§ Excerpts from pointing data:
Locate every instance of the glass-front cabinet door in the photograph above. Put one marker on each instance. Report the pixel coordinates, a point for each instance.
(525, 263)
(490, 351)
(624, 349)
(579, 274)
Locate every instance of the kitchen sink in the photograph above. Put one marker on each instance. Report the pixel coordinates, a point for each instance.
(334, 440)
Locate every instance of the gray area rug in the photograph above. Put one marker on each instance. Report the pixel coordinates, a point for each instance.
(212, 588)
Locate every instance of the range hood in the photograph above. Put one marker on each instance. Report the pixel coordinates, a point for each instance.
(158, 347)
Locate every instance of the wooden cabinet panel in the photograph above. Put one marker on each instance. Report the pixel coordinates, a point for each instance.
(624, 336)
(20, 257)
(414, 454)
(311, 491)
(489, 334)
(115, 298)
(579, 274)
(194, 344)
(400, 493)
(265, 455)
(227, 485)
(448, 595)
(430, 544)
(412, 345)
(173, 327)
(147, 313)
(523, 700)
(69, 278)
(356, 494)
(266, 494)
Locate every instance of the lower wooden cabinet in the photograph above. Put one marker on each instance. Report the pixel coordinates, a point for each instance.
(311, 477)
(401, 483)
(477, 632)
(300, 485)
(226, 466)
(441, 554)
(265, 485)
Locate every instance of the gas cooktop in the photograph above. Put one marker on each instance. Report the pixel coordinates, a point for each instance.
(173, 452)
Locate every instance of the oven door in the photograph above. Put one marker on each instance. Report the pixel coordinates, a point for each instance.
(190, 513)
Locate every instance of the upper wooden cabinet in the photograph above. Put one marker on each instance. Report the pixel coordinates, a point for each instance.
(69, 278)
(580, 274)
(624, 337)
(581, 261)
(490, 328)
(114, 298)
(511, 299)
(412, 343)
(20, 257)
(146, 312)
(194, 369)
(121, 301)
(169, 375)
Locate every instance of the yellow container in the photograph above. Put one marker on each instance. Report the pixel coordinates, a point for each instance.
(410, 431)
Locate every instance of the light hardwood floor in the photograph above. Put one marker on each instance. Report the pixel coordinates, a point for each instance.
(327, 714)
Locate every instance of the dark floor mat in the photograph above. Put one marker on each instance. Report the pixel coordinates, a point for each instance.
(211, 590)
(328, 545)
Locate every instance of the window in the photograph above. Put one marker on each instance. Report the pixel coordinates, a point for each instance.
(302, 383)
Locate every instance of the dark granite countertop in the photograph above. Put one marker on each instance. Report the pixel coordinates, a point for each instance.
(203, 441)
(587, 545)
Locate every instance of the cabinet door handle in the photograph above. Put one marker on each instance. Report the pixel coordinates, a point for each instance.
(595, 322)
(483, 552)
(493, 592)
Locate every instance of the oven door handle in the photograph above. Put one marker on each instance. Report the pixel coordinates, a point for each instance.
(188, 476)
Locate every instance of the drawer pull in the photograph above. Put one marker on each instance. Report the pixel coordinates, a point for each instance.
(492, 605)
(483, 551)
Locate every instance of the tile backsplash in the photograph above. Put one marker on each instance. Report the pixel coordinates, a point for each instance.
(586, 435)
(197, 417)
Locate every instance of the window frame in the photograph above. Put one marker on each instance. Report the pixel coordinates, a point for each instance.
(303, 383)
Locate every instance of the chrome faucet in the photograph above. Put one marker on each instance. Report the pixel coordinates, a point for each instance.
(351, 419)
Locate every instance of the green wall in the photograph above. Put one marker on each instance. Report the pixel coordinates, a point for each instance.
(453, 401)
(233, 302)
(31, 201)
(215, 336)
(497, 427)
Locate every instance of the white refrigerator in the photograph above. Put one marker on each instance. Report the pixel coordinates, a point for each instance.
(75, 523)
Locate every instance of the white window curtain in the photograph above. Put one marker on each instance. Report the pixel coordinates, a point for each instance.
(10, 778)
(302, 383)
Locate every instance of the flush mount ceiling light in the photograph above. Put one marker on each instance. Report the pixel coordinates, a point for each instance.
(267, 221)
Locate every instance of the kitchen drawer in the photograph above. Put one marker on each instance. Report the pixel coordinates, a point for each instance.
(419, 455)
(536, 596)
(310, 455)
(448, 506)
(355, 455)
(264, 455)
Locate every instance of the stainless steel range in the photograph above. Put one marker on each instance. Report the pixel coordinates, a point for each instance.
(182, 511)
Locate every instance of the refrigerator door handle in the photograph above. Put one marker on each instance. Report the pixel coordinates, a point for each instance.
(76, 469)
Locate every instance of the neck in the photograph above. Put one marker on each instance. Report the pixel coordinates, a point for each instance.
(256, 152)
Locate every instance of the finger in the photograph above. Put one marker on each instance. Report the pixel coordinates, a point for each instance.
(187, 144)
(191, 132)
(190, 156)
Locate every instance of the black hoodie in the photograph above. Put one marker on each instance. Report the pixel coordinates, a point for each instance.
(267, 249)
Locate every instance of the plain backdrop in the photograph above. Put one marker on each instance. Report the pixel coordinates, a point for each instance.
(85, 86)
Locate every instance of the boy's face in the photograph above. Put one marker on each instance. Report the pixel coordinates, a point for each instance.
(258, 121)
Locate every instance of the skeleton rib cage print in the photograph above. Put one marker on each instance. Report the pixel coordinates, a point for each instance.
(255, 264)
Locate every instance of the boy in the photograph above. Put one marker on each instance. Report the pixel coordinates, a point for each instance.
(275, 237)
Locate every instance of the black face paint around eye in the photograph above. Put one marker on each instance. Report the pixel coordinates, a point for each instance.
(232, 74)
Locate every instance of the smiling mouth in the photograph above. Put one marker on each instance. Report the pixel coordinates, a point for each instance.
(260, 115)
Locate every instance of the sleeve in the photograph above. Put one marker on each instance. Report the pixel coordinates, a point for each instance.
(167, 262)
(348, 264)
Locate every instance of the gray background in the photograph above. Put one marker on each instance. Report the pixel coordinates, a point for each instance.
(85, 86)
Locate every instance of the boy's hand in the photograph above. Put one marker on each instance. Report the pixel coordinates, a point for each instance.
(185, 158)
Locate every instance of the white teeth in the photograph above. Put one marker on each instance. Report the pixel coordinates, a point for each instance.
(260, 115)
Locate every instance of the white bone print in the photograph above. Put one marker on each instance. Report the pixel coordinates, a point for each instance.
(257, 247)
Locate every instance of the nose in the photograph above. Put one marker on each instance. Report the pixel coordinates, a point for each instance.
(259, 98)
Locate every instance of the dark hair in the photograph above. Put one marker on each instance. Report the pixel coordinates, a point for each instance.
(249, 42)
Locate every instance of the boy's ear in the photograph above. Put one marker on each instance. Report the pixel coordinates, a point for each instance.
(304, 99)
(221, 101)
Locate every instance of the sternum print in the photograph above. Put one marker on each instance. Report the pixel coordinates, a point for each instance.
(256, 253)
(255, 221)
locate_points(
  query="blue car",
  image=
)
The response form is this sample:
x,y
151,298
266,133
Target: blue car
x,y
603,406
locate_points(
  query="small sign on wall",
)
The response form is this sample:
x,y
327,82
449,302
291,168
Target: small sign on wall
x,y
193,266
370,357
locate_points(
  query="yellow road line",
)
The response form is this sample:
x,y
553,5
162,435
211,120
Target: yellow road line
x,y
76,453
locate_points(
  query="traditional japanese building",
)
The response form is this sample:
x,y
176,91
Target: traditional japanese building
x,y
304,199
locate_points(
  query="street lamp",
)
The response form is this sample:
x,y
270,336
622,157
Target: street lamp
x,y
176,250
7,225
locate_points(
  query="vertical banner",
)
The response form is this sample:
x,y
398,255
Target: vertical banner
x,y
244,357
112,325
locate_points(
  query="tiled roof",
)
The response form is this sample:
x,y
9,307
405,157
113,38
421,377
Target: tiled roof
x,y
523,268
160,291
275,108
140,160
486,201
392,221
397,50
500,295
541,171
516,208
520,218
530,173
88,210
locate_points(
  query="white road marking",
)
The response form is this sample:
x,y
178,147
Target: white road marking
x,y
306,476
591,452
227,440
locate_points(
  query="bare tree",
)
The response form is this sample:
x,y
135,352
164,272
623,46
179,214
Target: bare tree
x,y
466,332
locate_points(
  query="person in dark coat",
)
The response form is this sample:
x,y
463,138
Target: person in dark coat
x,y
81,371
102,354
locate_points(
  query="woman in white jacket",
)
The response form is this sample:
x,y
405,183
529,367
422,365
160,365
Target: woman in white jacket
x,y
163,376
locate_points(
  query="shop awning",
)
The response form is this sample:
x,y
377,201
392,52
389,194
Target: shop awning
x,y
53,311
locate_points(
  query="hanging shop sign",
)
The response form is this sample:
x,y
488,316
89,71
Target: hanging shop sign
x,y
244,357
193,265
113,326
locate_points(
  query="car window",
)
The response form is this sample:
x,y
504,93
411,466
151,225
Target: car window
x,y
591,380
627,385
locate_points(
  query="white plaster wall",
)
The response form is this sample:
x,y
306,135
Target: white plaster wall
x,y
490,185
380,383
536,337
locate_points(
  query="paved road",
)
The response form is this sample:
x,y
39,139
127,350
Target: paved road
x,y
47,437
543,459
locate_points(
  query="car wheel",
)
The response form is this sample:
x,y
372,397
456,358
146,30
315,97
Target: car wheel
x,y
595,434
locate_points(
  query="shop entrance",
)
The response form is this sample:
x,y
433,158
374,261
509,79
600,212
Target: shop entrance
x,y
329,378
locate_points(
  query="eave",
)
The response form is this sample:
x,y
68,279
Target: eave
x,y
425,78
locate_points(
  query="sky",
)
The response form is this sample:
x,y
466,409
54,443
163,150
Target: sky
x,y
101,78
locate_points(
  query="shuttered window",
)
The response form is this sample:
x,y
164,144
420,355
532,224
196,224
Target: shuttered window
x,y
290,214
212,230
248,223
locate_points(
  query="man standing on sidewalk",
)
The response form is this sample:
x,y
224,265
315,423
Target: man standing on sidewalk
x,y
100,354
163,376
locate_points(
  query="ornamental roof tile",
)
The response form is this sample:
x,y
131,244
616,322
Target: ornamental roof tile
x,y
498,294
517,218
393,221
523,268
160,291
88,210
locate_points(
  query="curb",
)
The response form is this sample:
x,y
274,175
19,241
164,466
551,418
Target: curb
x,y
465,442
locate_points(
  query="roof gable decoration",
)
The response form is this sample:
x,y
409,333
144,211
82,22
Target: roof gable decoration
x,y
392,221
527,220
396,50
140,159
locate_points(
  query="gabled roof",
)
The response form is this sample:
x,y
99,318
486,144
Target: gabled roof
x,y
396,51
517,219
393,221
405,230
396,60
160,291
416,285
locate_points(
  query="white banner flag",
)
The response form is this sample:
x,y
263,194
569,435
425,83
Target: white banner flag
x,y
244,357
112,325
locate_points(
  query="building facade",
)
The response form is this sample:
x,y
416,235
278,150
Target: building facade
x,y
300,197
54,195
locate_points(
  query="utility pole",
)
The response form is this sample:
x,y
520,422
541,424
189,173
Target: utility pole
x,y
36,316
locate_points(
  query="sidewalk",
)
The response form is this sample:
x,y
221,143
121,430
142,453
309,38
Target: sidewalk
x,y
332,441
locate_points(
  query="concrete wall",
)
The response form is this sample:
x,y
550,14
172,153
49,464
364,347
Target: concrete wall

§ Work to be completed:
Which lines of the records above contain the word "building"? Pick out each one and copy it in full, treating uppercase and lowercase letters as different.

§ Output of the exercise:
  query="traditional japanese building",
Target: traditional japanese building
  query="building facade",
Target: building facade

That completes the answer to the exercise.